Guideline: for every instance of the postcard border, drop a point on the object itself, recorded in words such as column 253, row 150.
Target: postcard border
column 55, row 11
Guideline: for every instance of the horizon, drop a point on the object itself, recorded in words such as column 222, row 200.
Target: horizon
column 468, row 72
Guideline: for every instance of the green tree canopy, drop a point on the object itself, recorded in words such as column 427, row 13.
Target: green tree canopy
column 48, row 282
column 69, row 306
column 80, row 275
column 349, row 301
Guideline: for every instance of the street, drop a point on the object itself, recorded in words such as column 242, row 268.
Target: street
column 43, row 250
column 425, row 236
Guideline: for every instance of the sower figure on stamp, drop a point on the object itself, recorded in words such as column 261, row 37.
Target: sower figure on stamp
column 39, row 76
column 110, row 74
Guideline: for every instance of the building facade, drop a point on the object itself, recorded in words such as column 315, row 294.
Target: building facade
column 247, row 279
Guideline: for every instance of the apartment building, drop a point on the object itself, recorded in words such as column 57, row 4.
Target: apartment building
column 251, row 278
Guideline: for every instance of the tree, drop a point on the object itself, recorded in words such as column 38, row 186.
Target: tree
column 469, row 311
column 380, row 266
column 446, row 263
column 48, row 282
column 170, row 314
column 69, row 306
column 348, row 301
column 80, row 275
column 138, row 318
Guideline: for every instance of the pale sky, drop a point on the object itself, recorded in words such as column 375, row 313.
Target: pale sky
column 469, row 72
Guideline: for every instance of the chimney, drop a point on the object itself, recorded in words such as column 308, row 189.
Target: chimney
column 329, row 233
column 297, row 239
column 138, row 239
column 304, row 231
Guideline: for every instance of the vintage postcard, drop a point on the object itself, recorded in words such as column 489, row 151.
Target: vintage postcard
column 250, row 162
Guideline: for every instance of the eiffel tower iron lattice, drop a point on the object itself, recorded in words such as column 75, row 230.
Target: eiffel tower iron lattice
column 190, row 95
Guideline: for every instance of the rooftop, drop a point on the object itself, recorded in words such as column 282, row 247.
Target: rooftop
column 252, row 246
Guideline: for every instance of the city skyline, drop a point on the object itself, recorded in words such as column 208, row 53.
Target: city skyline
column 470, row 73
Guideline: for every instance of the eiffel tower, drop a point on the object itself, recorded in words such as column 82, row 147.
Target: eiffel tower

* _Task prompt_: Write out all the entries above again, swapping every "drop a point" for "place a marker" and leaving everything else unchanged.

* _Task solution_:
Guideline: for every instance of the postcard border, place a marker on the object itself, recorded in words such as column 253, row 150.
Target: postcard border
column 55, row 11
Guideline: for every instance of the horizon, place a marker on the object itself, recorded in words such as column 222, row 200.
Target: horizon
column 468, row 72
Guideline: for every instance of the green tree canopy, place a marker on the object itself, recorded in words such as column 427, row 13.
Target: green tree canopy
column 48, row 282
column 69, row 306
column 80, row 275
column 349, row 301
Guideline: for every instance of the street, place a marker on the object itself, recorded in words such as column 242, row 268.
Target: street
column 43, row 250
column 425, row 236
Guideline: for every instance of the sower figure on stamp, place a marker on the object itself, recorded in words such as column 261, row 37.
Target: sower figure on stamp
column 39, row 76
column 110, row 74
Guideline: for every instance of the building facade, place a marker on the object itself, recorded in words such as column 315, row 294.
Target: building facade
column 247, row 279
Guideline: for every instance of the apartment building, place a marker on the object itself, recorded in words such as column 57, row 4.
Target: apartment building
column 251, row 278
Guideline: for every instance of the tree, place a marker on the object itself, recorded in words such as column 38, row 186.
Target: tree
column 469, row 311
column 380, row 266
column 446, row 263
column 48, row 282
column 170, row 314
column 69, row 306
column 348, row 301
column 80, row 275
column 138, row 318
Guideline: for every instance of the pale sky, place a marker on the object itself, recorded in words such as column 375, row 313.
Target: pale sky
column 469, row 72
Guideline: for every instance of the chimney, place a marker on the object itself, recorded in words such as column 308, row 189.
Target: chimney
column 329, row 233
column 297, row 239
column 138, row 239
column 304, row 231
Guideline: for every instance of the vintage postcard, place a marker on the object itself, recorded in words such as column 489, row 151.
Target: vintage postcard
column 250, row 162
Guideline: for every instance of the eiffel tower iron lattice, place a marker on the object itself, recorded in words such as column 75, row 230.
Target: eiffel tower iron lattice
column 190, row 95
Guideline: for every instance of the rooftop, place a marker on the object itself, recorded in words such as column 282, row 247.
Target: rooftop
column 252, row 246
Guideline: for every instance of the city skyline, place a marker on the object itself, recorded in words such as column 208, row 53.
Target: city skyline
column 470, row 73
Guideline: for every instance of the eiffel tower, place a marker on the object itself, recorded in words such as column 82, row 147.
Target: eiffel tower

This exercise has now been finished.